• Short problem: State how many lines in the rows below contain the word "ground". Reply with the number alone.

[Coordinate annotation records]
● ● ● ● ●
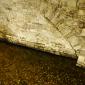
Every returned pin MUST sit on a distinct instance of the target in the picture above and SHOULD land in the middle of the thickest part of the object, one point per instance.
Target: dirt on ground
(25, 66)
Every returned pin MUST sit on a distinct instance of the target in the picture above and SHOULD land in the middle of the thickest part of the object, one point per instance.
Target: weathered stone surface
(56, 26)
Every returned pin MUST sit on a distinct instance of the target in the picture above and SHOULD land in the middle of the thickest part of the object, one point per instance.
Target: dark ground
(25, 66)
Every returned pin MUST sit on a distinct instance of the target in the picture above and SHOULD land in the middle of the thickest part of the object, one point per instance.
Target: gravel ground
(25, 66)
● ● ● ● ●
• Reply to the task: 3